Tasks to perform:
#1 According to the duct-cleaning claims, why is a steel tape inserted inside the compressed air hose?
#2 Transcribe the duct-cleaning claims from "11. An apparatus" up to and including "channeling duct systems.".

9. An apparatus for cleaning longitudinally elongated air channeling duct systems, as recited in claim 8, wherein said cleaning head whip assembly comprises:
a. a threaded cap for connection to said second end of said flexible hose, said cap comprising:
a central cavity about the axis of said threaded cap for receiving said compressed air supplied through said flexible hose;
multiple cylindrical fluid conduits uniformly distributed about said cap axis, said conduits diverging outward from said central cavity;
b. a flexible and resilient tube for each of said cylindrical fluid conduits, a first end of said flexible tube for insertion in said cylindrical conduit for receiving said compressed air, a second end of said flexible tube unrestrained for random whipping response to the escape therefrom of said compressed air; and
c. a cylindrical tubular fastener for insertion in said first end of each said tube for securing said tube to said cap for continuous fluid coupling to said supply of compressed air.
10. An apparatus for cleaning longitudinally elongated air channeling duct systems, as recited in claim 9, wherein each said flexible and resilient tube comprises:
a. a curved elongated tubular body, in the quiescent state, for enhancement of said whipping response of said unrestrained second end of said flexible tube to said escape therefrom of said compressed air.
11. An apparatus for cleaning longitudinally elongated air channeling duct systems, as recited in claim 8, wherein said compressed air hose comprises:
a. an elongated flexible tubular body;
b. a first connector for the first end of said elongated tubular body;
c. a second connector for the second end to said elongated tubular body; and
d. an elongated resilient steel tape for insertion inside said flexible tubular body, said steel tape having a width substantially equal to the inner diameter of said flexible tubular body and a length equal to the length of said flexible tubular body for strengthening said compressed air hose for enhancement of said person's ability to move said whip agitator along said interior walls of said air channeling duct systems.
12. An apparatus for cleaning longitudinally elongated air channeling duct systems, as recited in claim 8, wherein said vacuum cleaning subsystem comprises:
a. a fan for delivering a pressurized air stream with said contaminants and particulates drawn from said duct systems to said filtration subsystem relative to air pressures of the local ambient environment where said apparatus is operated.
13. A apparatus for cleaning longitudinally elongated air channeling duct systems, as recited in claim 8, further comprising:
a. a monitoring subsystem for indicating to said attending person of said apparatus the status and performance of said vacuum cleaning and said filtration subsystems, comprising;
a vacuum gauge for the measurement and display of negative air pressures at an intake adaptor of said vacuum cleaning subsystem, relative to pressures of said local ambient environment; and
a pressure gauge for the measurement and display of positive air pressures in the contaminated air stream delivered by said vacuum cleaning subsystem to said filtration subsystem, relative to said pressures of said local ambient environment.

Data:
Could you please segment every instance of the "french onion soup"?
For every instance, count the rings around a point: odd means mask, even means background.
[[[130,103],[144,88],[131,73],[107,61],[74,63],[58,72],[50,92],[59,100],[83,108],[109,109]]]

Solved problems:
#1 The steel tape strengthens the compressed air hose. This makes it easier for the person to move the whip agitator along the interior walls of the air channeling duct systems.

#2
11. An apparatus for cleaning longitudinally elongated air channeling duct systems, as recited in claim 8, wherein said compressed air hose comprises:
a. an elongated flexible tubular body;
b. a first connector for the first end of said elongated tubular body;
c. a second connector for the second end to said elongated tubular body; and
d. an elongated resilient steel tape for insertion inside said flexible tubular body, said steel tape having a width substantially equal to the inner diameter of said flexible tubular body and a length equal to the length of said flexible tubular body for strengthening said compressed air hose for enhancement of said person's ability to move said whip agitator along said interior walls of said air channeling duct systems.